**Goal of the exercise**
Identify every line in the rows below that contains the string "eyeglasses", and copy each such line in full. Matching is case-sensitive.

##### Source records

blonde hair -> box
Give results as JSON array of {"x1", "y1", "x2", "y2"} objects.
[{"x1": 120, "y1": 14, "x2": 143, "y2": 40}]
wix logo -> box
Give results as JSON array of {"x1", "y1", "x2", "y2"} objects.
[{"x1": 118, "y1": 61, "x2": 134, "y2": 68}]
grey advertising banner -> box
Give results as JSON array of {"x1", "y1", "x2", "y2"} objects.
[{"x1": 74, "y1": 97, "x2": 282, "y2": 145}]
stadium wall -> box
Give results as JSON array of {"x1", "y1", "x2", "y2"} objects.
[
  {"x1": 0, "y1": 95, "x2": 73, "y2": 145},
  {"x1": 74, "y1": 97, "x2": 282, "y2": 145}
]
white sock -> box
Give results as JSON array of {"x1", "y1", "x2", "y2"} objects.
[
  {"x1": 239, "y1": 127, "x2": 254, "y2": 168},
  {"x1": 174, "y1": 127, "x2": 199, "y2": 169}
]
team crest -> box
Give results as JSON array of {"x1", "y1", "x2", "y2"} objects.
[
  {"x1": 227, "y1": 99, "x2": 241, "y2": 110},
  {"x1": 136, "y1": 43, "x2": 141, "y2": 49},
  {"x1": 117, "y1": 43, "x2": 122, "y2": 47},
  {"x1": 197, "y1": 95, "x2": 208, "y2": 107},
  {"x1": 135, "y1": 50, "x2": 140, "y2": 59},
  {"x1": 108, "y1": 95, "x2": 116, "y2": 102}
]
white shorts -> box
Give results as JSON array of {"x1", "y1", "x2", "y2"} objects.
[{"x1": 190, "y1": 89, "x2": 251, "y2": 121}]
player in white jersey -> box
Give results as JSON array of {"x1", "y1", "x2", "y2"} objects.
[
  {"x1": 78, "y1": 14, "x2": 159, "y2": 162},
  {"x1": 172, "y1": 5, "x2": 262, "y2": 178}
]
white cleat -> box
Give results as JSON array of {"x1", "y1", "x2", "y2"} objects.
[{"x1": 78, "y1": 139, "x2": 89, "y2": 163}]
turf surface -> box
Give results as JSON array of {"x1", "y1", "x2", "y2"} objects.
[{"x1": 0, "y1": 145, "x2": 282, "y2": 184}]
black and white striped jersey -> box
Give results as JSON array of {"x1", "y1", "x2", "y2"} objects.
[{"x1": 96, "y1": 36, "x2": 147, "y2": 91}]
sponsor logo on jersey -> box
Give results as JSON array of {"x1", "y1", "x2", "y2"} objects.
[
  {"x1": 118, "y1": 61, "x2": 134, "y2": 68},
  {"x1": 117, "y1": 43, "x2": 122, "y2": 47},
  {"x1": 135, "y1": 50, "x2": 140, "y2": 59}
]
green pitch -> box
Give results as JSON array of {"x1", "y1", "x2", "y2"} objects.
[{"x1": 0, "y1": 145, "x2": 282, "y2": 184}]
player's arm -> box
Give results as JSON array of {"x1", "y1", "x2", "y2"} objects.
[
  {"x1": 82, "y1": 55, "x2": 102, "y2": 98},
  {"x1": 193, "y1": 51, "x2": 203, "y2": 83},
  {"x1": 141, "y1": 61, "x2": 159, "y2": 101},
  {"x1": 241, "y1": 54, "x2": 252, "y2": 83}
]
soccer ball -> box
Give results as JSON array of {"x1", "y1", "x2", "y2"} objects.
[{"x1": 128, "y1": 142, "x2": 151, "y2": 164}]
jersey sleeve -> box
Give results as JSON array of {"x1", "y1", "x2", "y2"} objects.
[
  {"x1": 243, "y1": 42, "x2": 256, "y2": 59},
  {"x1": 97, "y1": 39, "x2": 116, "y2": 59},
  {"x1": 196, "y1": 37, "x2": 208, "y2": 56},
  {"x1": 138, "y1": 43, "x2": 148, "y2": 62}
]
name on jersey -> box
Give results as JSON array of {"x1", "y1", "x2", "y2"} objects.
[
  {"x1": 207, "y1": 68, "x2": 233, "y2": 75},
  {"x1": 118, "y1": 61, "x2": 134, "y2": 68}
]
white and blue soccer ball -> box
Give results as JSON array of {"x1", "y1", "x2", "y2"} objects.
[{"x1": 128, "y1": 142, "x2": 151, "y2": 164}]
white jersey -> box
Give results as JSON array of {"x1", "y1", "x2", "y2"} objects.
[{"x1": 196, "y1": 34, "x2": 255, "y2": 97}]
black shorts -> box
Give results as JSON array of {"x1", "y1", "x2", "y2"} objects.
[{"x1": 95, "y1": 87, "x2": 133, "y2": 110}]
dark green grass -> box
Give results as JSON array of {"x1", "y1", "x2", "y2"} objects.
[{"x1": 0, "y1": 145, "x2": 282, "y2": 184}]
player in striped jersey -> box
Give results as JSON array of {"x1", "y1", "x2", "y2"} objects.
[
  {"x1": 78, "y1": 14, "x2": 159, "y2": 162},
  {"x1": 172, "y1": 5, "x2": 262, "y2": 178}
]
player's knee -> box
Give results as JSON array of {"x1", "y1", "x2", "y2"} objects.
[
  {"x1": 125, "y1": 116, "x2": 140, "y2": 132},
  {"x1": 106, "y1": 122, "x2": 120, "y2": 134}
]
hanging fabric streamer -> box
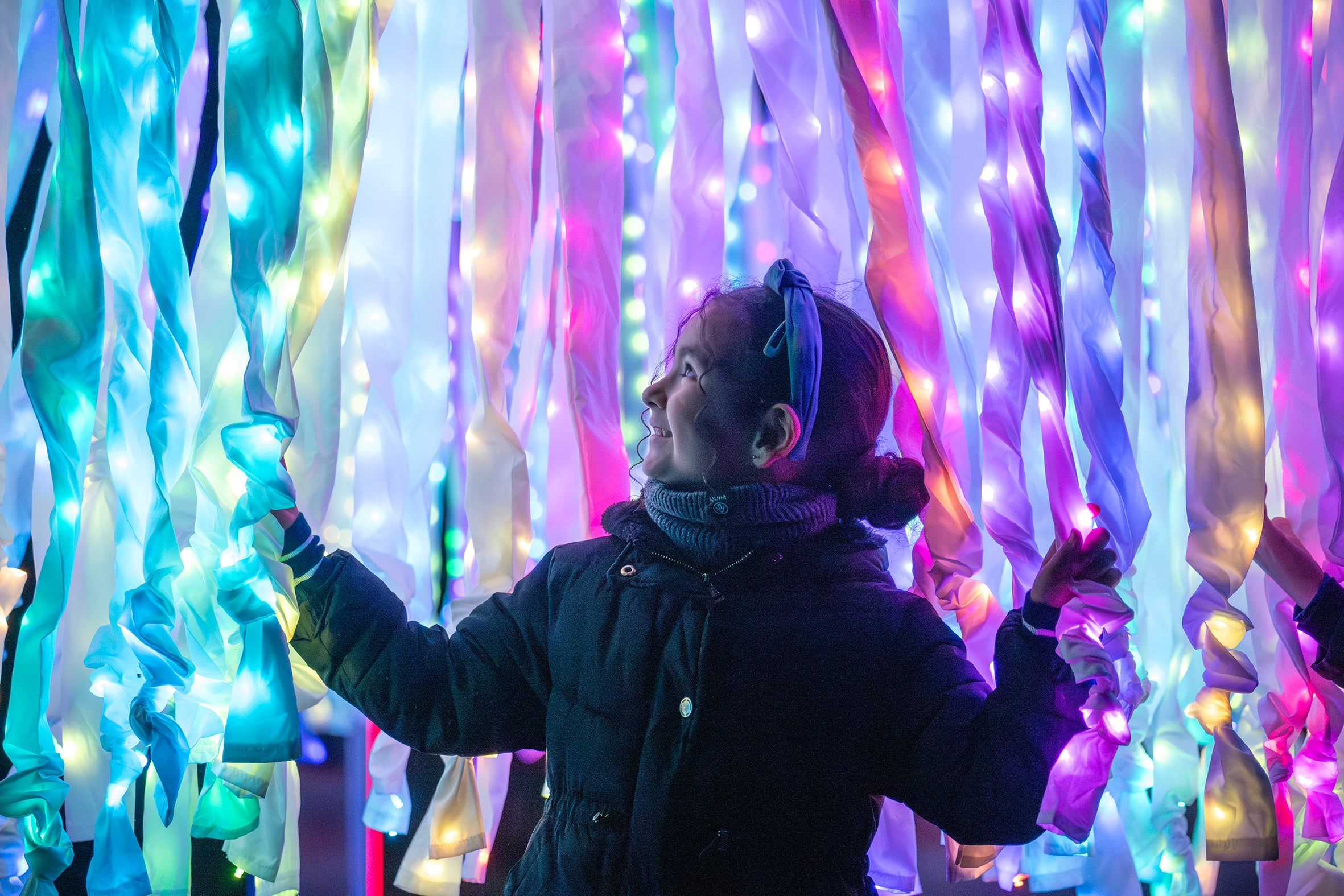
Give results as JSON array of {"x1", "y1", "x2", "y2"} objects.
[
  {"x1": 980, "y1": 0, "x2": 1092, "y2": 538},
  {"x1": 0, "y1": 2, "x2": 104, "y2": 896},
  {"x1": 549, "y1": 0, "x2": 630, "y2": 536},
  {"x1": 215, "y1": 0, "x2": 304, "y2": 762},
  {"x1": 746, "y1": 0, "x2": 854, "y2": 289},
  {"x1": 979, "y1": 3, "x2": 1040, "y2": 603},
  {"x1": 1036, "y1": 581, "x2": 1147, "y2": 844},
  {"x1": 897, "y1": 0, "x2": 997, "y2": 510},
  {"x1": 125, "y1": 3, "x2": 200, "y2": 825},
  {"x1": 1065, "y1": 0, "x2": 1149, "y2": 569},
  {"x1": 463, "y1": 0, "x2": 550, "y2": 602},
  {"x1": 662, "y1": 0, "x2": 725, "y2": 341},
  {"x1": 1185, "y1": 0, "x2": 1278, "y2": 861},
  {"x1": 829, "y1": 3, "x2": 1001, "y2": 638},
  {"x1": 1316, "y1": 100, "x2": 1344, "y2": 565}
]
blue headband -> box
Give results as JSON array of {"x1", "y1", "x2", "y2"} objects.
[{"x1": 765, "y1": 258, "x2": 821, "y2": 461}]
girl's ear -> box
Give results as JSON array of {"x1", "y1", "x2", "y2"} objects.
[{"x1": 751, "y1": 403, "x2": 802, "y2": 470}]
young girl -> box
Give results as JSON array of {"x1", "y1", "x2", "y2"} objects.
[{"x1": 277, "y1": 262, "x2": 1120, "y2": 896}]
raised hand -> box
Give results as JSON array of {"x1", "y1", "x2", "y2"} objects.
[
  {"x1": 1031, "y1": 529, "x2": 1121, "y2": 607},
  {"x1": 270, "y1": 457, "x2": 298, "y2": 529},
  {"x1": 1255, "y1": 512, "x2": 1325, "y2": 607}
]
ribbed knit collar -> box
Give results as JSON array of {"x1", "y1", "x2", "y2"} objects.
[{"x1": 644, "y1": 480, "x2": 836, "y2": 569}]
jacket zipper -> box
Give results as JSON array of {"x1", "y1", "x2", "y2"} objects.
[
  {"x1": 640, "y1": 548, "x2": 755, "y2": 739},
  {"x1": 649, "y1": 548, "x2": 755, "y2": 588}
]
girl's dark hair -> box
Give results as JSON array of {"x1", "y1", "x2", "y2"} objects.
[{"x1": 682, "y1": 286, "x2": 929, "y2": 529}]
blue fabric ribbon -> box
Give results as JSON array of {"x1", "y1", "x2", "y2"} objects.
[{"x1": 765, "y1": 258, "x2": 821, "y2": 461}]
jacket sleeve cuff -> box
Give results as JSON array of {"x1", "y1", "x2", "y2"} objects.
[
  {"x1": 1293, "y1": 576, "x2": 1344, "y2": 683},
  {"x1": 1021, "y1": 598, "x2": 1059, "y2": 637},
  {"x1": 279, "y1": 513, "x2": 327, "y2": 584}
]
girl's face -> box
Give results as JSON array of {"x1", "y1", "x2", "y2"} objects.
[{"x1": 644, "y1": 304, "x2": 761, "y2": 486}]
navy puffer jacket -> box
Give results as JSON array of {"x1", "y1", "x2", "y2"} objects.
[{"x1": 286, "y1": 502, "x2": 1086, "y2": 896}]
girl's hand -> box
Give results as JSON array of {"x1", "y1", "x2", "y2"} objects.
[
  {"x1": 1031, "y1": 529, "x2": 1121, "y2": 607},
  {"x1": 270, "y1": 508, "x2": 298, "y2": 529},
  {"x1": 270, "y1": 457, "x2": 298, "y2": 529},
  {"x1": 1255, "y1": 512, "x2": 1325, "y2": 607}
]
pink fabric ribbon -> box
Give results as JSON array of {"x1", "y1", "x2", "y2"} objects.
[
  {"x1": 546, "y1": 0, "x2": 630, "y2": 535},
  {"x1": 829, "y1": 0, "x2": 992, "y2": 596},
  {"x1": 662, "y1": 0, "x2": 725, "y2": 336},
  {"x1": 1036, "y1": 581, "x2": 1148, "y2": 843},
  {"x1": 1316, "y1": 106, "x2": 1344, "y2": 564}
]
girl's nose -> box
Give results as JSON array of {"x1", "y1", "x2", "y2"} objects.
[{"x1": 640, "y1": 375, "x2": 668, "y2": 408}]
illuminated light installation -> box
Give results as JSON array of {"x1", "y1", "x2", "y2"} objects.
[
  {"x1": 7, "y1": 0, "x2": 1344, "y2": 896},
  {"x1": 1183, "y1": 0, "x2": 1278, "y2": 861},
  {"x1": 0, "y1": 5, "x2": 104, "y2": 896},
  {"x1": 831, "y1": 3, "x2": 1001, "y2": 674},
  {"x1": 662, "y1": 0, "x2": 725, "y2": 337},
  {"x1": 1316, "y1": 82, "x2": 1344, "y2": 567}
]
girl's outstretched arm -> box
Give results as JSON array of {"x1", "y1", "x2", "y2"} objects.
[
  {"x1": 1255, "y1": 513, "x2": 1344, "y2": 685},
  {"x1": 883, "y1": 529, "x2": 1120, "y2": 845},
  {"x1": 282, "y1": 514, "x2": 551, "y2": 756},
  {"x1": 881, "y1": 595, "x2": 1087, "y2": 845}
]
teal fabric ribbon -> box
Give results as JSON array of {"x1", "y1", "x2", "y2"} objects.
[
  {"x1": 0, "y1": 3, "x2": 104, "y2": 896},
  {"x1": 215, "y1": 0, "x2": 304, "y2": 762},
  {"x1": 122, "y1": 0, "x2": 200, "y2": 825},
  {"x1": 215, "y1": 552, "x2": 302, "y2": 762}
]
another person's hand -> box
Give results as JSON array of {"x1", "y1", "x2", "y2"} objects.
[
  {"x1": 1255, "y1": 512, "x2": 1325, "y2": 607},
  {"x1": 1031, "y1": 529, "x2": 1121, "y2": 607}
]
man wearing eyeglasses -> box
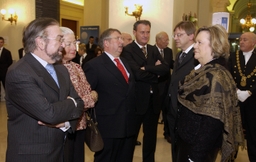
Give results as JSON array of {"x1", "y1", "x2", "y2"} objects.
[
  {"x1": 167, "y1": 21, "x2": 197, "y2": 161},
  {"x1": 122, "y1": 20, "x2": 169, "y2": 162},
  {"x1": 6, "y1": 18, "x2": 84, "y2": 162},
  {"x1": 83, "y1": 28, "x2": 137, "y2": 162}
]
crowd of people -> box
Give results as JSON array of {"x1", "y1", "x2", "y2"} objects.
[{"x1": 0, "y1": 18, "x2": 256, "y2": 162}]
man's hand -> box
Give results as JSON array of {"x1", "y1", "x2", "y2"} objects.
[
  {"x1": 155, "y1": 60, "x2": 162, "y2": 65},
  {"x1": 236, "y1": 89, "x2": 251, "y2": 102},
  {"x1": 37, "y1": 121, "x2": 65, "y2": 128}
]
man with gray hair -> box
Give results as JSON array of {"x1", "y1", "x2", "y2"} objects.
[
  {"x1": 83, "y1": 28, "x2": 137, "y2": 162},
  {"x1": 6, "y1": 18, "x2": 84, "y2": 162}
]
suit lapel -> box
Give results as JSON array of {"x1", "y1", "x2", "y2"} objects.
[
  {"x1": 102, "y1": 53, "x2": 127, "y2": 86},
  {"x1": 177, "y1": 48, "x2": 194, "y2": 69},
  {"x1": 131, "y1": 41, "x2": 146, "y2": 62},
  {"x1": 24, "y1": 53, "x2": 59, "y2": 92}
]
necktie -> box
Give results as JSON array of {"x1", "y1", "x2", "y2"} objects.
[
  {"x1": 80, "y1": 56, "x2": 84, "y2": 66},
  {"x1": 179, "y1": 52, "x2": 186, "y2": 63},
  {"x1": 114, "y1": 58, "x2": 128, "y2": 83},
  {"x1": 141, "y1": 47, "x2": 148, "y2": 58},
  {"x1": 45, "y1": 64, "x2": 59, "y2": 87},
  {"x1": 160, "y1": 49, "x2": 164, "y2": 58}
]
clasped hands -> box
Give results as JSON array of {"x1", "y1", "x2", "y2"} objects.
[
  {"x1": 236, "y1": 89, "x2": 251, "y2": 102},
  {"x1": 140, "y1": 60, "x2": 162, "y2": 70}
]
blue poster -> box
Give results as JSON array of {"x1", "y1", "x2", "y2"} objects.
[
  {"x1": 221, "y1": 17, "x2": 228, "y2": 30},
  {"x1": 80, "y1": 26, "x2": 100, "y2": 44}
]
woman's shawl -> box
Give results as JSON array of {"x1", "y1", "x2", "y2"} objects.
[{"x1": 178, "y1": 63, "x2": 244, "y2": 162}]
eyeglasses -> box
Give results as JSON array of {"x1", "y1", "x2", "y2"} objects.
[
  {"x1": 106, "y1": 37, "x2": 124, "y2": 40},
  {"x1": 172, "y1": 33, "x2": 186, "y2": 38},
  {"x1": 45, "y1": 35, "x2": 63, "y2": 42},
  {"x1": 64, "y1": 41, "x2": 76, "y2": 47}
]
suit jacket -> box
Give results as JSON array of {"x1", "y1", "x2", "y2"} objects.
[
  {"x1": 83, "y1": 53, "x2": 136, "y2": 138},
  {"x1": 154, "y1": 45, "x2": 174, "y2": 107},
  {"x1": 168, "y1": 48, "x2": 198, "y2": 131},
  {"x1": 122, "y1": 41, "x2": 169, "y2": 115},
  {"x1": 6, "y1": 53, "x2": 84, "y2": 162},
  {"x1": 154, "y1": 45, "x2": 174, "y2": 83},
  {"x1": 81, "y1": 53, "x2": 96, "y2": 67},
  {"x1": 72, "y1": 52, "x2": 81, "y2": 65},
  {"x1": 0, "y1": 47, "x2": 12, "y2": 78},
  {"x1": 18, "y1": 48, "x2": 24, "y2": 59}
]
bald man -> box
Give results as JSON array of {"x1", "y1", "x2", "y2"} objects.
[
  {"x1": 122, "y1": 33, "x2": 132, "y2": 46},
  {"x1": 229, "y1": 32, "x2": 256, "y2": 161}
]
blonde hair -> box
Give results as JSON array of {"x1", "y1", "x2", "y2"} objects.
[
  {"x1": 78, "y1": 43, "x2": 86, "y2": 52},
  {"x1": 196, "y1": 24, "x2": 230, "y2": 59}
]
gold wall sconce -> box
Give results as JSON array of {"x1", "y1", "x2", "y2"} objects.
[
  {"x1": 124, "y1": 4, "x2": 143, "y2": 21},
  {"x1": 240, "y1": 0, "x2": 256, "y2": 32},
  {"x1": 1, "y1": 9, "x2": 18, "y2": 25}
]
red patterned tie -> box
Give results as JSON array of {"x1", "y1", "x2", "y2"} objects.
[{"x1": 114, "y1": 58, "x2": 128, "y2": 83}]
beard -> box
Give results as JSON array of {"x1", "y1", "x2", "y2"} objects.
[{"x1": 45, "y1": 44, "x2": 63, "y2": 62}]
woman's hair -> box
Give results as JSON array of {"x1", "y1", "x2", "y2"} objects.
[
  {"x1": 78, "y1": 43, "x2": 86, "y2": 52},
  {"x1": 173, "y1": 21, "x2": 196, "y2": 35},
  {"x1": 60, "y1": 26, "x2": 74, "y2": 36},
  {"x1": 196, "y1": 24, "x2": 230, "y2": 59},
  {"x1": 94, "y1": 47, "x2": 102, "y2": 56}
]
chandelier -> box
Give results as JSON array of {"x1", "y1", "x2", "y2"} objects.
[{"x1": 240, "y1": 0, "x2": 256, "y2": 32}]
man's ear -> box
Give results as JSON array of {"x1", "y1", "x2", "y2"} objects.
[{"x1": 36, "y1": 37, "x2": 45, "y2": 50}]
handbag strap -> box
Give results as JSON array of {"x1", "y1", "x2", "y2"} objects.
[{"x1": 86, "y1": 108, "x2": 98, "y2": 124}]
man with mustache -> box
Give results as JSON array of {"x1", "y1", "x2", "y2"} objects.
[{"x1": 6, "y1": 18, "x2": 84, "y2": 162}]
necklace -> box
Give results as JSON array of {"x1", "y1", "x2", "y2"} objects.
[{"x1": 236, "y1": 50, "x2": 256, "y2": 87}]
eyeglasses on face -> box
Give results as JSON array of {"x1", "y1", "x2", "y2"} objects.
[
  {"x1": 106, "y1": 37, "x2": 124, "y2": 40},
  {"x1": 64, "y1": 41, "x2": 77, "y2": 47},
  {"x1": 45, "y1": 35, "x2": 63, "y2": 42},
  {"x1": 172, "y1": 33, "x2": 186, "y2": 38}
]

##########

**Written answer**
man wearing eyeglasses -> box
eyeglasses -> box
eyeglasses on face -> box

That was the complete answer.